**Exercise directions**
Using the entries below, transcribe exactly the line containing "of the roundel" and each line that follows it to the end.

**Extracted records**
──────────────────────────────
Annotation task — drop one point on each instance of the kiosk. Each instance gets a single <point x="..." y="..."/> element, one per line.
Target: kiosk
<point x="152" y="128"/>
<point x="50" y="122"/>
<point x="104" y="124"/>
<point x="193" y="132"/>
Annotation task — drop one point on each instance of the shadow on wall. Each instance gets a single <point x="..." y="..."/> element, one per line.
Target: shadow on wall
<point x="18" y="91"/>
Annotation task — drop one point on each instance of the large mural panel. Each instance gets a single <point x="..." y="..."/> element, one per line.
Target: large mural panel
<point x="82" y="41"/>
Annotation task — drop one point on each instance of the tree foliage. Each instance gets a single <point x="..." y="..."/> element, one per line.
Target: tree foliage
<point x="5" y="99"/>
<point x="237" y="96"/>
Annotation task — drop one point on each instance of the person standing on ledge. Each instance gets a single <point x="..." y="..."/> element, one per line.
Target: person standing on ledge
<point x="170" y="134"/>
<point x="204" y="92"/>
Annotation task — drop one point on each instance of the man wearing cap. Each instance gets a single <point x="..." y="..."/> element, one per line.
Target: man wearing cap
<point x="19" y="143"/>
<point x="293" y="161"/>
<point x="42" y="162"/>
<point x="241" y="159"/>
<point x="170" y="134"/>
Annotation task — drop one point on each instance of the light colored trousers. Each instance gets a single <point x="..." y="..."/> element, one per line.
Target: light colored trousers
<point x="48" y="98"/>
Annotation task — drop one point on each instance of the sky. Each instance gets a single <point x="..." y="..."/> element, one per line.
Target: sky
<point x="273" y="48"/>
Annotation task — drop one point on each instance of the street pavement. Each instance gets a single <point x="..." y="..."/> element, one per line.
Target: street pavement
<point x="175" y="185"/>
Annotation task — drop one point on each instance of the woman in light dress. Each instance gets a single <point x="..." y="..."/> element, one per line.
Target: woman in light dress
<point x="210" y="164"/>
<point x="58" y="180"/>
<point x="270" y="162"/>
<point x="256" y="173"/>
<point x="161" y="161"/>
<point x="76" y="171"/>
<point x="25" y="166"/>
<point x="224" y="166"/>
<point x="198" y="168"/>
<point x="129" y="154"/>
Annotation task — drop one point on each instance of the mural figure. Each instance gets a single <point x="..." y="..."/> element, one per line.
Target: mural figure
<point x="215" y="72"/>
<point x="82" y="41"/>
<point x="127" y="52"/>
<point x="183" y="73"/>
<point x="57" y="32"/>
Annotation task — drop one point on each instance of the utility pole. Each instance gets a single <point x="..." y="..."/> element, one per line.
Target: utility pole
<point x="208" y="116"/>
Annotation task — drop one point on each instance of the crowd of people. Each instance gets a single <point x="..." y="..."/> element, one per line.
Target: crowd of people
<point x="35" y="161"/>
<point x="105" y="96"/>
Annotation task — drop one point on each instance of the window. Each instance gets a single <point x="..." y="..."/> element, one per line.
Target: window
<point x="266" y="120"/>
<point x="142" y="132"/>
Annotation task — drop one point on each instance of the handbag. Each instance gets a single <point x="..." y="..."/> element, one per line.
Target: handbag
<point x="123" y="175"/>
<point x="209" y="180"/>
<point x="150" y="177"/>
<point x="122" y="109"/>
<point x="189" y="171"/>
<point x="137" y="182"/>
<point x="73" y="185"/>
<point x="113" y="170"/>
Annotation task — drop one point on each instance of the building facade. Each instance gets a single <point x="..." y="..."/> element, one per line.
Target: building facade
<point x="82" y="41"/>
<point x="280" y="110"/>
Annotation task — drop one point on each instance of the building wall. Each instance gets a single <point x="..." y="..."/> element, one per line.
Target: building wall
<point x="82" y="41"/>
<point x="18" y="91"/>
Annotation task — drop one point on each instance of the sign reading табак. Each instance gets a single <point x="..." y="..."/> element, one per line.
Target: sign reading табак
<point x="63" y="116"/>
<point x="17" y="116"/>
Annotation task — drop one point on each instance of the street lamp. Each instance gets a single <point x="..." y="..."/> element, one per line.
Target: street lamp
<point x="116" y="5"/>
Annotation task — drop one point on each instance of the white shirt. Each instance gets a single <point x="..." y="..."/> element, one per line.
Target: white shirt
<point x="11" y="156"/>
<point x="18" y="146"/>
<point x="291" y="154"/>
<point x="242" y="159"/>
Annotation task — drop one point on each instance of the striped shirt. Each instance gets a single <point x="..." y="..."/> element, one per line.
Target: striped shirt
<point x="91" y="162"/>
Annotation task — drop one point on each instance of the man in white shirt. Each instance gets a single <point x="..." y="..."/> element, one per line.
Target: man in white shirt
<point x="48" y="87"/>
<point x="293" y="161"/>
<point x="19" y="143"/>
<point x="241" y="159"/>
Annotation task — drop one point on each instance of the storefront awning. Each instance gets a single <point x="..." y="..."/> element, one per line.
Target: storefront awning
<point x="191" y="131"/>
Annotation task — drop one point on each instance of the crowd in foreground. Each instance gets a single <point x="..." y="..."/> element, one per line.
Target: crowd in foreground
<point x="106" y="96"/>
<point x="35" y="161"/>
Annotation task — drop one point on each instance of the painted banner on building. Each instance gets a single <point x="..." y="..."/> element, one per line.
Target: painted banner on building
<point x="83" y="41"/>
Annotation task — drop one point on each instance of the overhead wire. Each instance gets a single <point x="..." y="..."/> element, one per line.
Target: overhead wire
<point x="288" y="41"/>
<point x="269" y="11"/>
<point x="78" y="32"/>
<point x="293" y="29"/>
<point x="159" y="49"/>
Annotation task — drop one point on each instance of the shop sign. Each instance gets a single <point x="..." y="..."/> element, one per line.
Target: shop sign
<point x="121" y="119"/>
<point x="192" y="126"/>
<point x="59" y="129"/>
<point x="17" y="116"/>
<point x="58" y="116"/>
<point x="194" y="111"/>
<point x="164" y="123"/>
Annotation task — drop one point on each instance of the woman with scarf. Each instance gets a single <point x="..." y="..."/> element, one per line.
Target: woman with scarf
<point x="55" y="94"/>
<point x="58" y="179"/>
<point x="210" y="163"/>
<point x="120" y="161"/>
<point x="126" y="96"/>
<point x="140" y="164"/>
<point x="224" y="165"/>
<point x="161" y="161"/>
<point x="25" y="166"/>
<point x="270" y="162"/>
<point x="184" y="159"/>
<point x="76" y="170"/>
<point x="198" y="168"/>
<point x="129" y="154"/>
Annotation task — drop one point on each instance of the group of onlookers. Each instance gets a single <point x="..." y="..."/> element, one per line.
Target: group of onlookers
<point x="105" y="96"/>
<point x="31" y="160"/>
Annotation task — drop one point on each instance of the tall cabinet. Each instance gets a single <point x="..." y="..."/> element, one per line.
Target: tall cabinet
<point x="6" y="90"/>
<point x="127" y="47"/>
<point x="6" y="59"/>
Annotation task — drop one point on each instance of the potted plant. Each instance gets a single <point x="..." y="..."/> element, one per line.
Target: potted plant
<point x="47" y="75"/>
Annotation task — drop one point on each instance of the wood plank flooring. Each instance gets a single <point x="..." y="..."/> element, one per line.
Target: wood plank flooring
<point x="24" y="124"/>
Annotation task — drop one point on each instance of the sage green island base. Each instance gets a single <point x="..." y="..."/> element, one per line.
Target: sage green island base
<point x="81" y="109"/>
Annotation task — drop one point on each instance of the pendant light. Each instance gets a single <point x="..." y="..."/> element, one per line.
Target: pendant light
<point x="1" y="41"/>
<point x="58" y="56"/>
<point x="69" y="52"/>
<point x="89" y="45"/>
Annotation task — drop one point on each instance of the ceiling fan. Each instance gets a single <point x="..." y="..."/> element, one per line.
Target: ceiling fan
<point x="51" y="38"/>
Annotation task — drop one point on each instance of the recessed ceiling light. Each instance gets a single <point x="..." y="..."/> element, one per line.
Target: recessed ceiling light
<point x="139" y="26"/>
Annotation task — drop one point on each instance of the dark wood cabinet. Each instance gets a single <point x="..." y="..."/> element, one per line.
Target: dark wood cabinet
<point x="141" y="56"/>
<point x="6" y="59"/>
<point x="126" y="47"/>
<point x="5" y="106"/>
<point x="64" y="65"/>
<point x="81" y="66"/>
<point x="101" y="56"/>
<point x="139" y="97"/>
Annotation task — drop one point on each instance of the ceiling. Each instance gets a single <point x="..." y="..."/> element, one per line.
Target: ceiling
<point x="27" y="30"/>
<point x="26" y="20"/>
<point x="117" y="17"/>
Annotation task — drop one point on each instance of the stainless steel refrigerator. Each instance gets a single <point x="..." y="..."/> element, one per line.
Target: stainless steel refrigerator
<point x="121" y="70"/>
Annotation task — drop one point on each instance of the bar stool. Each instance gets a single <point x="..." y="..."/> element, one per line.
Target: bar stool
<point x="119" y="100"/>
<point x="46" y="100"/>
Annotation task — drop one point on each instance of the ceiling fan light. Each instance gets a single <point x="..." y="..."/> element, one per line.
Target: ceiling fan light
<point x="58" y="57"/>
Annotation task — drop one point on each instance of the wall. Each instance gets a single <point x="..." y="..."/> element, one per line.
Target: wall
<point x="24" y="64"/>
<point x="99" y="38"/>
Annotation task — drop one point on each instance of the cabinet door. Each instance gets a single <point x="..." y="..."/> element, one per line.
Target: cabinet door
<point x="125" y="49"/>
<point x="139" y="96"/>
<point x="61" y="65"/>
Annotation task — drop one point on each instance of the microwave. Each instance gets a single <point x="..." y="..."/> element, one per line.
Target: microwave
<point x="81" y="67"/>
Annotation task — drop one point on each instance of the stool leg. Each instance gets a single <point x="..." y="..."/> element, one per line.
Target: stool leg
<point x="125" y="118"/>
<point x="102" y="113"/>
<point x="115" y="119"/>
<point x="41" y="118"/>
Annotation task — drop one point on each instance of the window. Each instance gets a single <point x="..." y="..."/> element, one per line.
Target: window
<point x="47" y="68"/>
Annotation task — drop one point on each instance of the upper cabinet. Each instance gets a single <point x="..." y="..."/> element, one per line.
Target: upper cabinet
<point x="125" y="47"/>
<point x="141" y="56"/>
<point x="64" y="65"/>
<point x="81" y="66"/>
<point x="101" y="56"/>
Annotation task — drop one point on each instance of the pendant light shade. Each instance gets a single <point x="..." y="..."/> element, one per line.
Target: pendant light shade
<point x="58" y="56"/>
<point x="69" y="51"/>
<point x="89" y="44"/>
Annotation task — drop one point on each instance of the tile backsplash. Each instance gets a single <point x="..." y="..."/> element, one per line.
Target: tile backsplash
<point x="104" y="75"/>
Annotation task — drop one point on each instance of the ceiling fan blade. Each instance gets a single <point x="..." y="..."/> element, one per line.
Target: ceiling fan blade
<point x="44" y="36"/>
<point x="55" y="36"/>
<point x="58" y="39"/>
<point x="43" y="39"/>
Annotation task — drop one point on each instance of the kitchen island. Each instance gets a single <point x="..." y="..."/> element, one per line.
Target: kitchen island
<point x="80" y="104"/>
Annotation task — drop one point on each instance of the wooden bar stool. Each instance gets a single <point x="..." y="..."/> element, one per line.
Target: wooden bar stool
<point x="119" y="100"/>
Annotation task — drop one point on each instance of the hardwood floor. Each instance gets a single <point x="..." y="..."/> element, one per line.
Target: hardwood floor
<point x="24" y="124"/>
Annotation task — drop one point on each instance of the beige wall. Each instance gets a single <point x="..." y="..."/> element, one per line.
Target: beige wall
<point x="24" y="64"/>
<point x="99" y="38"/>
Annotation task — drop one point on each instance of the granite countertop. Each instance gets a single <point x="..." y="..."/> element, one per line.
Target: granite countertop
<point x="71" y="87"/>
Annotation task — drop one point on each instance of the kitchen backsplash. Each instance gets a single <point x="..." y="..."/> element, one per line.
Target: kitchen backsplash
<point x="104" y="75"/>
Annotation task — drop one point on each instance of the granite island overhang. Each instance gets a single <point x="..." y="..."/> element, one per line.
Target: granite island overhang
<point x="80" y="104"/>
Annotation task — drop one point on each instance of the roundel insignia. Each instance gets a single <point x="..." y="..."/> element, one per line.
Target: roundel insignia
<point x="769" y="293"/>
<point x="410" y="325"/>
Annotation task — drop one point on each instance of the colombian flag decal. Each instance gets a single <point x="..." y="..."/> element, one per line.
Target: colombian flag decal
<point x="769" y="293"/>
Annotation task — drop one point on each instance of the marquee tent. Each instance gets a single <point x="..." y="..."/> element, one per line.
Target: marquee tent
──────────────────────────────
**Response to this task**
Annotation task — drop one point on each instance of the roundel insignia. Each instance gets a single <point x="..." y="..."/> element, one per line.
Target: roundel insignia
<point x="769" y="293"/>
<point x="410" y="325"/>
Annotation task — drop one point on each instance of the colombian flag decal. Each instance gets a single <point x="..." y="..."/> element, one per line.
Target: colombian flag decal
<point x="769" y="293"/>
Annotation task — drop one point on each instance of the marquee tent. Each instance gets a single <point x="..." y="..."/> element, one per line.
Target: marquee tent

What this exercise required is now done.